── PASSAGE ──

Database internals • icews

This note describes the database internals. In addition to the main events table, there are other tables that impact how the updating process works.

library(icews)

SQLite has a special sqlite_master table that describes the schema. This can be queried to find out what objects are present in the database, e.g.:

query_icews("select * from sqlite_master;")

With the default setup, four tables should be present:

events: contains the actual ICEWS events
stats: statistics for the event table; this currently only contains the total number of rows/events in the events table, and is used by dr_icews() when showing the total number of events in the database (if using the database option)
source_files and null_source_files: these tables are related to the raw data files (.tab) that have been ingested into the database. If a raw source file only contains duplicate events¹, no events are ingested into the database and the events table contains no reference to this file. To avoid an attempt to re-download and re-ingest the file at a future update, it is in this case instead added to the null_sources_files table, which is taken into account when resolving the various states (dataverse, database, files).

Note that no indices are created by default for the events table. Usually it makes sense to add some to speed up common queries. For example, I have at some points locally added indices for country, year, and yearmonth.

───
── SUPPLIED INFORMATION ──

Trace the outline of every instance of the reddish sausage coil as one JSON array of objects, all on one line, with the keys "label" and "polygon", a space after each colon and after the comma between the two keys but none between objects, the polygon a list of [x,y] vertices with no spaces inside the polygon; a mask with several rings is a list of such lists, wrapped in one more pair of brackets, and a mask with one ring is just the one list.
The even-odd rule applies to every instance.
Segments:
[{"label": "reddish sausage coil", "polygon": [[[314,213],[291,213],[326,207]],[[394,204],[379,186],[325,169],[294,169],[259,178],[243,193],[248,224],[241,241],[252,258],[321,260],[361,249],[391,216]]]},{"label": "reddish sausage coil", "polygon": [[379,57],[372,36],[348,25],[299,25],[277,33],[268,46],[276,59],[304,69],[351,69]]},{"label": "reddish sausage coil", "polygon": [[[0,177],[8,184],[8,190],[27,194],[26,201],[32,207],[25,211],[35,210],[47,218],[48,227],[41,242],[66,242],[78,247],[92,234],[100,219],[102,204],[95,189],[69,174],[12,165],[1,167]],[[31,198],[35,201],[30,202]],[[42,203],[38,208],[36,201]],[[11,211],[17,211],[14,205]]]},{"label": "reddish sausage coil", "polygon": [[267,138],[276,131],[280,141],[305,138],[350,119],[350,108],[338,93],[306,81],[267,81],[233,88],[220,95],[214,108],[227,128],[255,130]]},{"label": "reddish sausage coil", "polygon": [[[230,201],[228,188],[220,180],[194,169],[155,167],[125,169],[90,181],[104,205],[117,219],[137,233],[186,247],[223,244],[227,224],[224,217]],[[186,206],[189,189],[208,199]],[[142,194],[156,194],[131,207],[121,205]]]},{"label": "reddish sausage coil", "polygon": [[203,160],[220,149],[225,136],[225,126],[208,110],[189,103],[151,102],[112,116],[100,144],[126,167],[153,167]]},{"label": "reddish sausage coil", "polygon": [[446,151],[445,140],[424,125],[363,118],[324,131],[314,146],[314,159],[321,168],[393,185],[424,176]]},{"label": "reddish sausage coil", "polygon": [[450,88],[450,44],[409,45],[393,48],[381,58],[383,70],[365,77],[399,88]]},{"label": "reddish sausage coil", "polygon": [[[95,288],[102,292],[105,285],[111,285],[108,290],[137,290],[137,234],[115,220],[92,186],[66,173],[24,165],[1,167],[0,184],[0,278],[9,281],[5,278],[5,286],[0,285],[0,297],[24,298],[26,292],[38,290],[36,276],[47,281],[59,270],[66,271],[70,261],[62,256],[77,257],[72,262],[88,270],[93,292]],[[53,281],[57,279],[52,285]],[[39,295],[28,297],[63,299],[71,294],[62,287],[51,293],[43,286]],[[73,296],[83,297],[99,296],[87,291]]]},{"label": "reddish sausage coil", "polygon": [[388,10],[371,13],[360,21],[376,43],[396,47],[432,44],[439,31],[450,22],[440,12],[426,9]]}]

───

** PROBLEM REQUIREMENTS **
Reproduce the ICEWS database note word for word, starting at "SQLite has a" and ending at "the database option)". Work from the ICEWS database note only, not from the listing.

** REPLY **
SQLite has a special sqlite_master table that describes the schema. This can be queried to find out what objects are present in the database, e.g.:

query_icews("select * from sqlite_master;")

With the default setup, four tables should be present:

events: contains the actual ICEWS events
stats: statistics for the event table; this currently only contains the total number of rows/events in the events table, and is used by dr_icews() when showing the total number of events in the database (if using the database option)